----- Texte à lire
Les États-Unis, au même titre que les Européens, relèvent de la tradition chrétienne, de l'humanisme démocratique du siècle des lumières, de la Révolution industrielle enfin ; leurs conceptions de la connaissance, de l'individu, de la technique sont les nôtres. À première vue donc ils ne font que continuer, en la développant magnifiquement, une orientation issue de nous. [p. 338] Ce sont en effet ces fondements qui font la personnalité de notre commune civilisation, ce qui ne saurait plus se dire de l’U.R.S., mais c'est la combinaison de ces valeurs, dans des proportions et selon une hiérarchie nouvelles, qui est en train de faire de l'Amérique un monde nouveau, différent du nôtre – le vieux – non seulement par les dimensions mais par la qualité.

Si le christianisme et l'humanisme ont traversé l'Atlantique, il n'en est pas de même d'un trait, essentiel dans la formation de l'Europe, qui est la tradition classique, sous sa forme gréco-latine. Le contact méditerranéen est pour nous une réalité : l'originalité de l'Europe provient largement de ce qu'elle associe, dans un mariage bien équilibré, l'esprit anglo-saxon synonyme d'efficacité et l'esprit latin sous forme d'individualité intellectuelle, l'esprit pratique et l'esprit critique. Cet équilibre ne s'est pas transmis aux États-Unis, encore que les éléments méditerranéens y soient nombreux. Les immigrants italiens, espagnols, portugais, grecs, roumains qui se sont établis en Amérique du Nord provenaient le plus souvent de couches sociales inférieures et ils n'ont eu d'autre souci, reniant allégrement tout leur passé, que de s'assimiler le plus vite possible à une société d'esprit nordique. La culture latine n'est plus connue ou comprise que de milieux universitaires spécialisés. Il ne s'agit plus que d'un contact livresque.

Dans ces conditions l'esprit critique, individuel par nature, diminue d'importance par rapport aux pratiques collectives du rendement : la culture proprement dite, avec tout ce qu'elle comporte de personnel, tend à être éclipsée par la technique et les prestiges de l'outillage. Il s'ensuit une civilisation de plus en plus tournée vers les réalisations du type collectif, dans laquelle l'individu agissant seul, pensant seul, est réduit à l'impuissance : le mass man prend le pas sur l'anarchic individual, les nécessités de la production moderne le veulent ainsi. L'accent est mis sur la science, dont les progrès, qui sont merveilleux, étonnent le monde et demain sans doute l'étonneront davantage encore. Il est mis surtout sur la technique, dont les méthodes infaillibles sont considérées comme pouvant s'appliquer à n'importe quoi. L'homme qui compte, c'est l'expert, devant lequel chacun s'incline.
----------
**Énoncé 1**
Dans le texte sur les États-Unis et l'Europe, quelle tradition essentielle à la formation de l'Europe n'a pas traversé l'Atlantique ?
Le texte et les entrées n'ont aucun lien entre eux.
----- Données d'entrée
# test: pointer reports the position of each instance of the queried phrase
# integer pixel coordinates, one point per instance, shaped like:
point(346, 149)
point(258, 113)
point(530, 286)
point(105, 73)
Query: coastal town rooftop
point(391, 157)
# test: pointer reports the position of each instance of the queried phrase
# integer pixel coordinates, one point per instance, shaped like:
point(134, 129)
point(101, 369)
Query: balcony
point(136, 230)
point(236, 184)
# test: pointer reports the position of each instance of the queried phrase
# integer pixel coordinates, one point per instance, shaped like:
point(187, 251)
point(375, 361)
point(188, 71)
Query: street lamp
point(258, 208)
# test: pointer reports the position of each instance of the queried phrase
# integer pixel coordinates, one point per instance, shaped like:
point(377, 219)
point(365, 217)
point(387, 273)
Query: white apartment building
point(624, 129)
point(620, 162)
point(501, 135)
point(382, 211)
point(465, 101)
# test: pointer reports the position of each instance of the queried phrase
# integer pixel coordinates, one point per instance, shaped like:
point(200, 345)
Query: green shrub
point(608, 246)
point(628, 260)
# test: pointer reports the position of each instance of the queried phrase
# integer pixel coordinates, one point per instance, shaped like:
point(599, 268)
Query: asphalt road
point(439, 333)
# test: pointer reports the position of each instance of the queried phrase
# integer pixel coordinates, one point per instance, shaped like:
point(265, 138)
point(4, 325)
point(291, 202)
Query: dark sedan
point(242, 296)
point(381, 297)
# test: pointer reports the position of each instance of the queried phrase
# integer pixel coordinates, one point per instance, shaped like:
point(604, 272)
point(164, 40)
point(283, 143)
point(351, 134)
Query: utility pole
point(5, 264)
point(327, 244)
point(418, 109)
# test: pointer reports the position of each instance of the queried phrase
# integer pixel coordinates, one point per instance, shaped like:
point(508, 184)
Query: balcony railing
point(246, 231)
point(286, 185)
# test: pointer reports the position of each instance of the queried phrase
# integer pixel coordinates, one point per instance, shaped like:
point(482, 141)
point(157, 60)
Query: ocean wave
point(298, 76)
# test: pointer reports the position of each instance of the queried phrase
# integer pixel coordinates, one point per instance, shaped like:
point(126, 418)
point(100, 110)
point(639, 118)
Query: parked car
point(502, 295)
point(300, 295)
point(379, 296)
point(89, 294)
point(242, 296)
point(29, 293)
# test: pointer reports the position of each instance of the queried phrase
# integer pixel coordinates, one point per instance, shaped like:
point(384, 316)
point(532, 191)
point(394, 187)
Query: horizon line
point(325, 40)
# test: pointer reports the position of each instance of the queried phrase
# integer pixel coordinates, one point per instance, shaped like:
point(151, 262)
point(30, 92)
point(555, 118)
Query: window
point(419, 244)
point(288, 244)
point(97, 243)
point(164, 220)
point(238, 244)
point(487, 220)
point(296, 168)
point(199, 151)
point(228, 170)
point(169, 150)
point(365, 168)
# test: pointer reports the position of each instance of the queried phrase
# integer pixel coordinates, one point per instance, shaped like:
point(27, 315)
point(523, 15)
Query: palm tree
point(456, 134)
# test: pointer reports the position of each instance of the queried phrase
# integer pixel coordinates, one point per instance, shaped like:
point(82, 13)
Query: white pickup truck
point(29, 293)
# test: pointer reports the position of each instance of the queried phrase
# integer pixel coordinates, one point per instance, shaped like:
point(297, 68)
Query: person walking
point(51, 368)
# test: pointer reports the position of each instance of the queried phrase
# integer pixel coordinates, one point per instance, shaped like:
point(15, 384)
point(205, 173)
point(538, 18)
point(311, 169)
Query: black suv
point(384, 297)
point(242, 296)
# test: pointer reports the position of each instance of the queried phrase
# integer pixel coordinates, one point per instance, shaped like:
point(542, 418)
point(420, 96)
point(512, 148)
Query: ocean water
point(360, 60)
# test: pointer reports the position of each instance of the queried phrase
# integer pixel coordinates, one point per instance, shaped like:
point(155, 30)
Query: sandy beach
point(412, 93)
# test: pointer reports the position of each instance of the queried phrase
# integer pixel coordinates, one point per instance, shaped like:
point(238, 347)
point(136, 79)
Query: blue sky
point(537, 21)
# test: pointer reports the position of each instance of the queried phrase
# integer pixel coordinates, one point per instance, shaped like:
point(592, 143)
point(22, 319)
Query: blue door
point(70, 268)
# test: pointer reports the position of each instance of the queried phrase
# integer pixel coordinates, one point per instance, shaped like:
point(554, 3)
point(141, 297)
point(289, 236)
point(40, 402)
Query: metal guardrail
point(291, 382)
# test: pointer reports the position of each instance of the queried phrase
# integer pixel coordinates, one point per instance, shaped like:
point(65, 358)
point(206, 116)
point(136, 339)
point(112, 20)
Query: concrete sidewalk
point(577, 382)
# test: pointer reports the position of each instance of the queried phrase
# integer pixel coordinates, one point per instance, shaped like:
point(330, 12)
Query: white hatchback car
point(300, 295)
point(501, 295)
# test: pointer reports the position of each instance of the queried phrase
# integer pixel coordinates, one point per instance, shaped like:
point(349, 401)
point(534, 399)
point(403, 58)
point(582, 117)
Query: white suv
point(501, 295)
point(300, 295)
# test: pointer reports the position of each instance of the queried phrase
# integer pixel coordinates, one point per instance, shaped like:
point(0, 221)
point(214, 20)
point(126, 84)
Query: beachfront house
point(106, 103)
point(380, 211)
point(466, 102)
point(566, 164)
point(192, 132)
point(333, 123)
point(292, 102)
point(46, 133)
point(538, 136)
----------
**Énoncé 2**
Mettez à jour les entrées en remplaçant "Query" par "Search", sans rien modifier d'autre. Redonnez uniquement les lignes des entrées qui vont du début jusqu'à la ligne contenant "point(418, 109)", celle-ci comprise.

**Corrigé 1**
La tradition classique, sous sa forme gréco-latine.

**Corrigé 2**
# test: pointer reports the position of each instance of the queried phrase
# integer pixel coordinates, one point per instance, shaped like:
point(346, 149)
point(258, 113)
point(530, 286)
point(105, 73)
Search: coastal town rooftop
point(391, 157)
# test: pointer reports the position of each instance of the queried phrase
# integer pixel coordinates, one point per instance, shaped like:
point(134, 129)
point(101, 369)
Search: balcony
point(136, 230)
point(236, 184)
# test: pointer reports the position of each instance of the queried phrase
# integer pixel coordinates, one point per instance, shaped like:
point(187, 251)
point(375, 361)
point(188, 71)
Search: street lamp
point(258, 208)
# test: pointer reports the position of each instance of the queried phrase
# integer pixel coordinates, one point per instance, shaped like:
point(377, 219)
point(365, 217)
point(387, 273)
Search: white apartment building
point(624, 129)
point(620, 162)
point(501, 135)
point(382, 211)
point(465, 101)
# test: pointer reports the position of each instance of the queried phrase
# integer pixel coordinates, one point per instance, shaped like:
point(200, 345)
Search: green shrub
point(608, 246)
point(628, 260)
# test: pointer reports the position of each instance of the queried phrase
# integer pixel coordinates, one point per instance, shaped like:
point(599, 268)
Search: asphalt road
point(439, 333)
# test: pointer reports the position of each instance of the queried phrase
# integer pixel coordinates, one point per instance, shaped like:
point(265, 138)
point(4, 325)
point(291, 202)
Search: dark sedan
point(242, 296)
point(381, 297)
# test: pointer reports the position of each instance of the queried phrase
# integer pixel coordinates, one point per instance, shaped like:
point(604, 272)
point(164, 40)
point(283, 143)
point(351, 134)
Search: utility pole
point(5, 264)
point(327, 244)
point(418, 109)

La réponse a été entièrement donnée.